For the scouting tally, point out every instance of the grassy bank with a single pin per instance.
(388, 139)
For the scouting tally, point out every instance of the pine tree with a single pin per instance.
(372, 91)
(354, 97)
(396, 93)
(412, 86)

------------

▸ What the exercise asks:
Output every record above exactly as it appears.

▸ The answer:
For the scouting tally, point out every instance of the grassy bank with a single pin per instance.
(388, 139)
For the scouting tally, point out every instance of the pine tree with a single pin per instance.
(372, 91)
(354, 97)
(396, 93)
(412, 86)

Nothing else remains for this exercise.